____ Document segment
TVCN has in effect an incentive Stock Option Plan and has reserved a total of
2,000,000 shares of  common stock for issuance pursuant to the plan, designed
as an incentive for key employees, and for acquisitions of business
opportunities, and is to be administered by the compensation committee of the
Board of Directors, which selects optionees and determines the number of shares
subject to each option.  The plan provides that no option may be granted at
an exercise price less than the fair market value of the shares of the common
stock on the date of grant.  Fair market value is determined by calculation of
an average of the highest and lowest sale prices of the stock, as reported by
a responsible reporting service the committee may select.  The committee is
also empowered to determine fair market value in such other manner as is deemed
equitable for purposes of the plan.  The committee expects to determine fair
market value in accordance with quotations of share prices maintained by market
makers.  Unless otherwise specified, the options expire five years from date
of grant and may not be exercised during the initial one-year period from date
of grant.  Thereafter, options may be exercised in whole or in part, depending
on terms of the particular option.  The Board of Directors has not selected
the compensation committee.  As of March 31, 1999, no options under this stock
option plan were issued.

Compensation Pursuant to Plans

No compensation was paid to executive officers pursuant to any plan during the
fiscal year just ended, and there is no agreement or understanding, express or
implied, with any officer or director concerning employment or cash
compensation for services other than their aforementioned salaries.

Other Compensation

For the fiscal year ended March 31, 1999, executive officers received
reimbursement of out of pocket expenses incurred on the Company's behalf.

On February 14, 1995, the Board of Directors had granted Mr. Omar Duwaik a
cash bonus of $100,000.  Because of cash flow constraints, the bonus has not
been paid.  This transaction is reflected as a liability on the balance sheet.

Compensation of Directors

None.

ITEM 11. SECURITY OWNERSHIP OF CERTAIN BENEFICIAL
OWNERS AND MANAGEMENT

The following table sets forth certain information regarding the beneficial
ownership of common stock by each director and nominee and by all directors
and officers of TVCN as a group and of certain other beneficial owners of more
than 5% of any class of the Companies voting securities as of March 31, 1999.
The number of shares beneficially owned is deemed to include shares of common
Stock which directors or officers have a right to acquire pursuant to the
exercise of options within sixty days (60) of March 31, 1999.  Each such
person has sole voting and dispositive power with respect to such securities.
All information refers to common stock.

Name and Position with TVCN, or Name and        Amount of     Percent of
Address of Greater than 5% Holders              Beneficial    Class
       	                                    Ownership

Omar A. Duwaik
  Chairman of the Board of
  Directors, President and
  Chief Executive Officer                       47,150,348(1)   92.8%
  10020 E. Girard Ave., #300
  Denver, CO 80231

Multichannel Distribution
  Of America, Inc. (MDA)
________
____ Record extracts
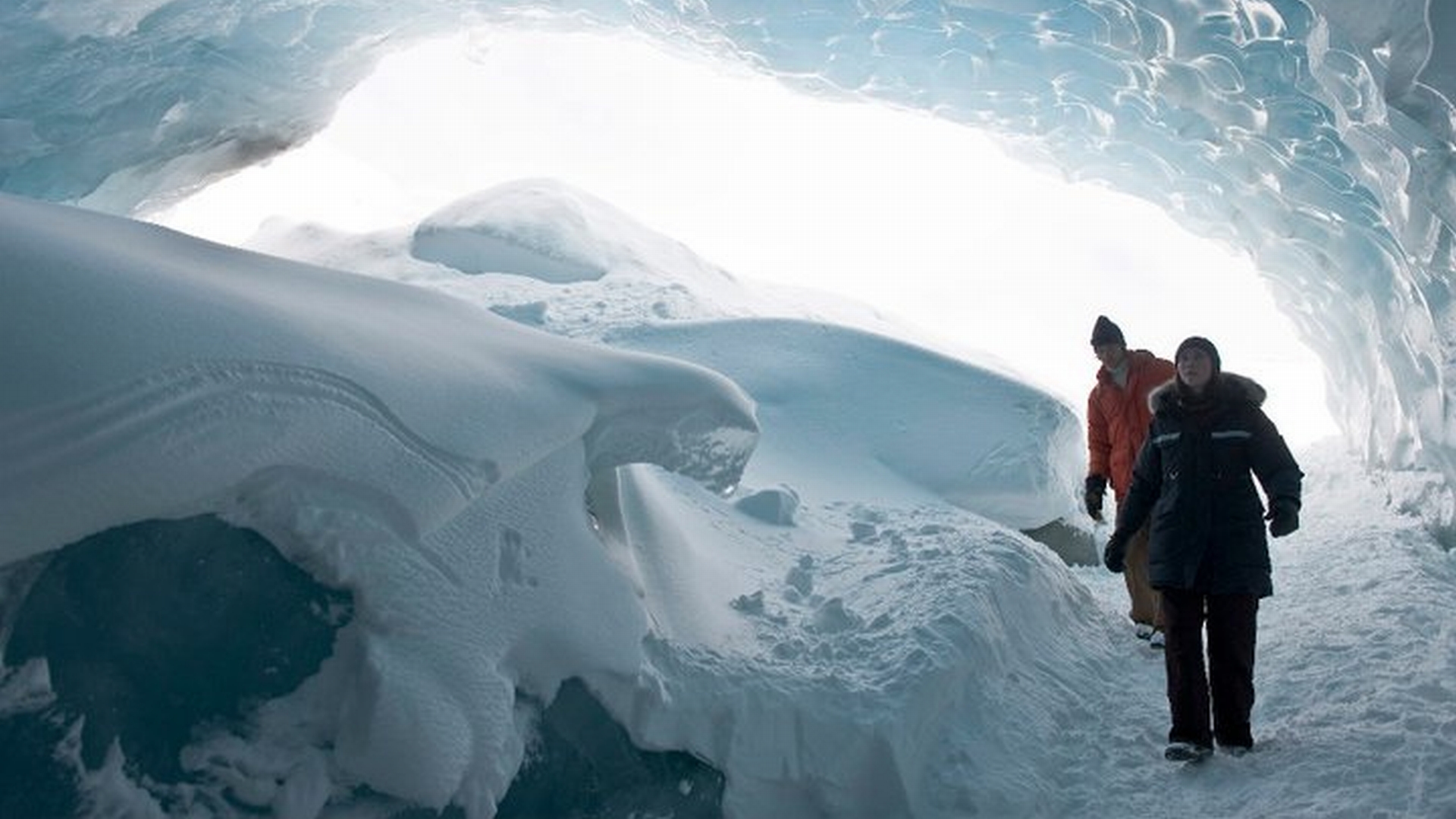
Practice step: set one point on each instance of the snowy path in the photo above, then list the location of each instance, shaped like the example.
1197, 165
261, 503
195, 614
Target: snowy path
________
# [Your goal]
Continue the excerpt from the TVCN annual filing on compensation and share ownership, starting after the last line shown. None of the material is needed for this work.

# [Answer to the task]
  10020 E. Girard Ave., #300
  Denver, CO 80231                              23,845,892      46.9%

All other officers
  or beneficial owners of
  of 5% or more                                   -0-          Less than
                                                                  .001%

Total shares owned by management
As a group (1)                                  47,150,348      92.8%




(1)       Mr. Duwaik owns 22,223 shares directly and 23,845,892 shares
beneficially by virtue of his controlling stake in Multichannel Distribution of
America, and 950,233 shares beneficially by virtue of his voting control by
Power of Attorney of 950,233 shares which are owned by his brother Taher
Aldweik.  On May 29,1997 MDA became greater than a 5% Shareholder of TVCN's
Common Stock by converting its Preferred Stock to Common.  MDA is
substantially owned and controlled by Omar Duwaik, its President.  Adding all
shares that are under Mr. Duwaik's ownership and/or control, the total will be
47,150,348 shares or 92.8% of the outstanding and issued shares of TVCN's
common stock.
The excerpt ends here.